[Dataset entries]
··········

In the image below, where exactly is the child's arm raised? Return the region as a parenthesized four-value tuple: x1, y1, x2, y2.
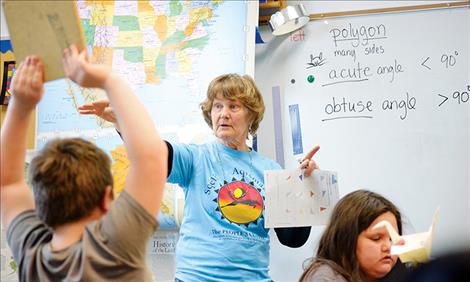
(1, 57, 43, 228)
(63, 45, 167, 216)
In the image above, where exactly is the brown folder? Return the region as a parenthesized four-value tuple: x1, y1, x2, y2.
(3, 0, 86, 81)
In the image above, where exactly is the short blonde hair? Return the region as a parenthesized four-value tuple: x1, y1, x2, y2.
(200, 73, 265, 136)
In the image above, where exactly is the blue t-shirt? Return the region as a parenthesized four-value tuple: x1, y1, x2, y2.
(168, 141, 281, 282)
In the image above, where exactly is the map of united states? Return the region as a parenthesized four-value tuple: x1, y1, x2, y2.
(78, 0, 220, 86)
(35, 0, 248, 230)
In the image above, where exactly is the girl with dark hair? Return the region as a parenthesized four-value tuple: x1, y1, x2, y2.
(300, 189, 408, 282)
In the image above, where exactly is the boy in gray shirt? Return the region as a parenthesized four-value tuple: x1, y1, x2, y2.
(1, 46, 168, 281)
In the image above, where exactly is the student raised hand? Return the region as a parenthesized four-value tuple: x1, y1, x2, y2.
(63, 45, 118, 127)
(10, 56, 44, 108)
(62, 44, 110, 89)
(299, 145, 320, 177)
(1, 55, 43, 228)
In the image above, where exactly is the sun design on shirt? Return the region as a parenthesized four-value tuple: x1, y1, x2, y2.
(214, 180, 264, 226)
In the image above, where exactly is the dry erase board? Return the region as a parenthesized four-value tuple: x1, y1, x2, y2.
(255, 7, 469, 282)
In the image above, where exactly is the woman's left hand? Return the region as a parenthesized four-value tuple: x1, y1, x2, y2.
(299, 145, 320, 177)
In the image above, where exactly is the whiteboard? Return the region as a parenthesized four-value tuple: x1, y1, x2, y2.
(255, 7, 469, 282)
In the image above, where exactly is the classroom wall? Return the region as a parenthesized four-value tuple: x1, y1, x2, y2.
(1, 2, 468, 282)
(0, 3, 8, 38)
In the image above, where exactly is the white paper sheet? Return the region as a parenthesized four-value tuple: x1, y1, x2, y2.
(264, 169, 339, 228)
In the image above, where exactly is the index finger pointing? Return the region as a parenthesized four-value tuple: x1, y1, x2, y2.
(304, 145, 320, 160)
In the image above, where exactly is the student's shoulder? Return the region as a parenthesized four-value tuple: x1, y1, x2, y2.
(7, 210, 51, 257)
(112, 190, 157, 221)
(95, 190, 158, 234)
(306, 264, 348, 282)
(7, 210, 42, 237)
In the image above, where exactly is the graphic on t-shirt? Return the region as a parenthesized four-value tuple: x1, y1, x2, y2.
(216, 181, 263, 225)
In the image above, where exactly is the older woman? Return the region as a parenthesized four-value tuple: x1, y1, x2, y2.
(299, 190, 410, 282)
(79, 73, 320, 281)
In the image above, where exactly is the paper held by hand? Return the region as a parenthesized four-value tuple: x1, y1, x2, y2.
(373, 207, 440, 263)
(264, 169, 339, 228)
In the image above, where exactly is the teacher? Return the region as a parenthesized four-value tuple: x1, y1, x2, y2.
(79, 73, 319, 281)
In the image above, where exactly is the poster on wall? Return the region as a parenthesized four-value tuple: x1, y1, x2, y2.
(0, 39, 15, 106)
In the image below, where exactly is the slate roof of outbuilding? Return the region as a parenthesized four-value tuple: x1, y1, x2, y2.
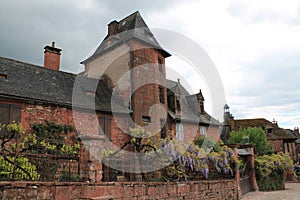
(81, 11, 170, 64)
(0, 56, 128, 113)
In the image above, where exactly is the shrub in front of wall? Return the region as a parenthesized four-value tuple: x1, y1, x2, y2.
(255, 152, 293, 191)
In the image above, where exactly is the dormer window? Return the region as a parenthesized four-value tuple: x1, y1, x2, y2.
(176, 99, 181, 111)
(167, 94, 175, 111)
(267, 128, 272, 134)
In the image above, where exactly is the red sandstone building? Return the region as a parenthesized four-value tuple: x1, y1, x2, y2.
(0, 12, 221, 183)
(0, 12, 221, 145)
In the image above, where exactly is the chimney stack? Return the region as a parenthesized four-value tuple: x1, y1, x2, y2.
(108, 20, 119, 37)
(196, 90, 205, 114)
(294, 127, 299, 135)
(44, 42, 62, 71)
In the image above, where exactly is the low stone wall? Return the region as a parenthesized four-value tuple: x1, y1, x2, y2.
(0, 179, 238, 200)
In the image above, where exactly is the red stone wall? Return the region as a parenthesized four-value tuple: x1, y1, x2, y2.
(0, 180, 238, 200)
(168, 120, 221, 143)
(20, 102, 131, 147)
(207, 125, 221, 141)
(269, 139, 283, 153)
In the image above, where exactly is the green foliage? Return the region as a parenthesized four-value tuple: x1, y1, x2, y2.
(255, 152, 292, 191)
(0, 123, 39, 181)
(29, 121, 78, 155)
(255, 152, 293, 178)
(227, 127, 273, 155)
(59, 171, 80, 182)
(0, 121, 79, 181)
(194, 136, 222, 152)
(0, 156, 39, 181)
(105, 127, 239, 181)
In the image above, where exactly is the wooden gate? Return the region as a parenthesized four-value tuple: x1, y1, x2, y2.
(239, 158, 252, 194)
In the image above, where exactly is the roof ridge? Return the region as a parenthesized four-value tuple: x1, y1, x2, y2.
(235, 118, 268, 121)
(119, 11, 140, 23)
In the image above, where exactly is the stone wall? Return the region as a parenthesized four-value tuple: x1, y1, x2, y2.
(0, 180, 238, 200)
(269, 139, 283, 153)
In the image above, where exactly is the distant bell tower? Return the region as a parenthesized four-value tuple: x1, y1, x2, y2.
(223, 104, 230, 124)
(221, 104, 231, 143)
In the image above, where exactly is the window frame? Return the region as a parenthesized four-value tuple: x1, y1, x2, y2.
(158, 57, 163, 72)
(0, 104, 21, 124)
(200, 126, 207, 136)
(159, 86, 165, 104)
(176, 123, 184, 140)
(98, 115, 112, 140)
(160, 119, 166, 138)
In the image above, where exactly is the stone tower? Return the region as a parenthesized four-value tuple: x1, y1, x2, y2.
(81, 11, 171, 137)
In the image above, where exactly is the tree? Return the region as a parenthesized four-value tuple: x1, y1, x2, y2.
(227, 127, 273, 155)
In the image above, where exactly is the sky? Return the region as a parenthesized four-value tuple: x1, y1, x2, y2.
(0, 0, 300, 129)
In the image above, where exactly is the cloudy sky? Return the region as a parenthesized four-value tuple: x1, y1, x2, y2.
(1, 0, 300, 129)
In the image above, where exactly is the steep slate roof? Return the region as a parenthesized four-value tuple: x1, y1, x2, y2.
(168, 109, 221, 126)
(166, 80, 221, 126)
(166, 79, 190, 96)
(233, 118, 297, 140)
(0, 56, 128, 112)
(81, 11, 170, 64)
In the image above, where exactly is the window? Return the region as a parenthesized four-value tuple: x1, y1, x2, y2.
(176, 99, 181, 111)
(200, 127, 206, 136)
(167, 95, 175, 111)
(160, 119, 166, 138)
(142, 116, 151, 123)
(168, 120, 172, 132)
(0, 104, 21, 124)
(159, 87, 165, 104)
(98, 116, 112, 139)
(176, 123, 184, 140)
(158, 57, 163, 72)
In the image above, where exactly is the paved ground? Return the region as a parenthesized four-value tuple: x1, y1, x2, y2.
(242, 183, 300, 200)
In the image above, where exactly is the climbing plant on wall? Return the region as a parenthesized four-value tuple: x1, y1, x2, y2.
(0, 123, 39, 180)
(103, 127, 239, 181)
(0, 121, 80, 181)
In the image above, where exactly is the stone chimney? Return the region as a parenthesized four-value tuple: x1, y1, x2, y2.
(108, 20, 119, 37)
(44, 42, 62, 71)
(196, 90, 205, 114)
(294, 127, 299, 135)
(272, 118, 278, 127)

··········

Work to complete » Each entry above should come back word for word, and no picture should come with it.

Answer to this task »
In the image below, where exactly is the child's arm raised? Return the region as a parenthesized four-value tuple: x1, y1, x2, y2.
(1, 57, 43, 228)
(63, 45, 167, 216)
In the image above, where exactly is the brown folder? Return the region as a parenthesized four-value tuple: x1, y1, x2, y2.
(3, 0, 86, 81)
In the image above, where exactly is the short blonde hair? Return the region as a parenthesized four-value tuple: x1, y1, x2, y2.
(200, 73, 265, 136)
In the image above, where exactly is the blue t-shirt? Return the region as a parenthesized four-value tuple: x1, y1, x2, y2.
(168, 141, 281, 282)
In the image above, where exactly is the map of united states? Return the region as a parenthesized four-value tuple: x1, y1, x2, y2.
(78, 0, 220, 86)
(35, 0, 248, 230)
In the image above, where exactly is the girl with dark hair? Return the region as a parenthesized four-value tuple: x1, y1, x2, y2.
(300, 189, 408, 282)
In the image above, where exactly is the boy in gray shirt? Return the region as a parenthesized four-value tuple: x1, y1, x2, y2.
(1, 46, 168, 281)
In the image above, where exactly is the student raised hand? Return the region as a parenthesized four-value tuple: x1, y1, x2, y2.
(63, 45, 118, 127)
(10, 56, 44, 108)
(62, 44, 110, 89)
(299, 145, 320, 177)
(1, 55, 43, 228)
In the image above, where exactly is the sun design on shirt? Return the region as a parenthesized four-value tuple: x1, y1, x2, y2.
(214, 180, 264, 226)
In the image above, where exactly is the dry erase board? Return the region as a parenthesized four-value tuple: x1, y1, x2, y2.
(255, 7, 469, 282)
In the image above, where exactly is the woman's left hand? Return the region as a parenthesized four-value tuple: x1, y1, x2, y2.
(299, 145, 320, 177)
In the image above, where exactly is the whiteboard? Return the region as a parenthesized four-value tuple: x1, y1, x2, y2.
(255, 7, 469, 282)
In the image above, where exactly is the classroom wall? Return the region as a parenthesized four-value tuple: x1, y1, x2, y2.
(1, 2, 468, 282)
(0, 3, 8, 38)
In the image above, where exactly is the white paper sheet? Return the region as a parenthesized four-value tuple: x1, y1, x2, y2.
(264, 169, 339, 228)
In the image above, where exactly is the index finger pointing? Return the region as a parenthesized four-value tuple: x1, y1, x2, y2.
(304, 145, 320, 160)
In the image above, where exactly is the student's shoulder? Return the region as a parenthesized four-value tuple: x1, y1, x2, y2.
(7, 210, 51, 257)
(112, 190, 157, 221)
(95, 190, 158, 234)
(306, 264, 348, 282)
(7, 210, 42, 237)
In the image above, where exactly is the graphic on t-shirt? Return the region as a parenthesized four-value tuple: x1, y1, x2, y2.
(216, 181, 263, 225)
In the image above, where exactly is the older woman? Return the region as a parenthesized four-value tuple: x1, y1, x2, y2.
(299, 190, 410, 282)
(79, 73, 320, 281)
In the image above, where exactly is the paper held by hand? Return the region as a parenthesized four-value tuple: x1, y1, x2, y2.
(373, 207, 440, 263)
(264, 169, 339, 228)
In the image above, where exactly is the teacher? Return the region as a parenthesized four-value tuple: x1, y1, x2, y2.
(79, 73, 319, 281)
In the image above, where exactly is the poster on wall? Return the region as a parenthesized four-value tuple: x1, y1, x2, y2.
(0, 39, 15, 106)
In the image below, where exactly is the slate roof of outbuilding? Return the region as a parenthesized four-value tuple: x1, y1, x2, y2.
(81, 11, 170, 64)
(0, 56, 128, 113)
In the image above, where exactly is the shrub in front of wall? Return the region as a parenthesized four-value tuple: x1, y1, x2, y2.
(255, 152, 293, 191)
In the image above, where exactly is the dormer window? Return the region as a parenthesized four-value tuple: x1, y1, x2, y2.
(176, 99, 181, 111)
(167, 94, 175, 111)
(267, 128, 272, 134)
In the image above, where exactly is the red sandstone building? Return the region as a parenthesized four-value tuple: x1, y1, x2, y2.
(0, 12, 221, 183)
(0, 12, 221, 145)
In the image above, where exactly is the chimney stack? Return the region as a parenthesized four-value tuple: x1, y1, x2, y2.
(108, 20, 119, 37)
(196, 90, 205, 114)
(294, 127, 299, 135)
(44, 42, 62, 71)
In the image above, where exactly is the low stone wall? Return the region as a parenthesized four-value tuple: x1, y1, x2, y2.
(0, 179, 238, 200)
In the image above, where exactly is the red stone wall? Return the region as a parenthesized four-value tuple: x1, y1, x2, y2.
(0, 180, 238, 200)
(168, 120, 221, 143)
(20, 102, 131, 147)
(207, 125, 221, 141)
(269, 139, 283, 153)
In the image above, where exactly is the green foliage? Return the region as a parenthesized four-value tuple: x1, y1, x2, y2.
(255, 152, 292, 191)
(0, 123, 39, 181)
(29, 121, 78, 155)
(255, 152, 293, 178)
(227, 127, 273, 155)
(59, 171, 80, 182)
(0, 121, 79, 181)
(194, 136, 222, 152)
(0, 156, 39, 181)
(105, 127, 239, 181)
In the image above, where exactly is the wooden gate? Return the region as a parenthesized four-value tuple: x1, y1, x2, y2.
(239, 158, 252, 194)
In the image above, where exactly is the roof ridge? Return the region as a parenthesized four-value tuple: x1, y1, x2, y2.
(235, 118, 268, 121)
(119, 11, 140, 23)
In the image above, where exactly is the stone wall? Return the region as a parenthesized four-value tuple: x1, y1, x2, y2.
(0, 180, 238, 200)
(269, 139, 283, 153)
In the image above, where exactly is the distant bell tower? Return the region as a parenthesized four-value tuple: x1, y1, x2, y2.
(223, 104, 230, 124)
(221, 104, 231, 143)
In the image above, where exactly is the window frame? Return the region as a parenthesized four-value tuple: x1, y1, x2, y2.
(158, 57, 163, 72)
(0, 104, 21, 124)
(200, 126, 207, 136)
(159, 86, 165, 104)
(176, 123, 184, 140)
(98, 115, 112, 140)
(160, 119, 166, 138)
In the image above, where exactly is the stone tower? Return the region as a parenthesized four-value tuple: x1, y1, x2, y2.
(81, 11, 171, 137)
In the image above, where exactly is the tree? Return the region as a parenthesized four-value tuple: x1, y1, x2, y2.
(227, 127, 273, 155)
In the image above, where exactly is the sky? Return the region as a parenthesized four-value tuple: x1, y1, x2, y2.
(0, 0, 300, 129)
In the image above, where exactly is the cloudy sky? Return the region as a parenthesized four-value tuple: x1, y1, x2, y2.
(1, 0, 300, 129)
In the image above, where exactly is the steep slate roof? Return the region as a parenthesized four-value tuple: x1, y1, x2, y2.
(168, 109, 221, 126)
(166, 80, 221, 126)
(166, 79, 190, 96)
(233, 118, 297, 140)
(0, 56, 128, 112)
(81, 11, 170, 64)
In the image above, where exactly is the window? Return the region as a parenthesized four-value tuple: x1, y1, x2, y2.
(176, 99, 181, 111)
(200, 127, 206, 136)
(167, 95, 175, 111)
(160, 119, 166, 138)
(142, 116, 151, 123)
(168, 120, 172, 132)
(0, 104, 21, 124)
(159, 87, 165, 104)
(98, 116, 112, 139)
(176, 123, 184, 140)
(158, 57, 163, 72)
In the image above, where exactly is the paved ground? Return the region as a parenthesized four-value tuple: x1, y1, x2, y2.
(242, 183, 300, 200)
In the image above, where exactly is the climbing plant on wall? Return the region as a parenthesized four-value tuple: x1, y1, x2, y2.
(0, 123, 39, 180)
(103, 127, 239, 181)
(0, 121, 80, 181)
In the image above, where exactly is the stone chimney? Return the region as a parenthesized four-value tuple: x1, y1, x2, y2.
(108, 20, 119, 37)
(44, 42, 62, 71)
(196, 90, 205, 114)
(294, 127, 299, 135)
(272, 118, 278, 127)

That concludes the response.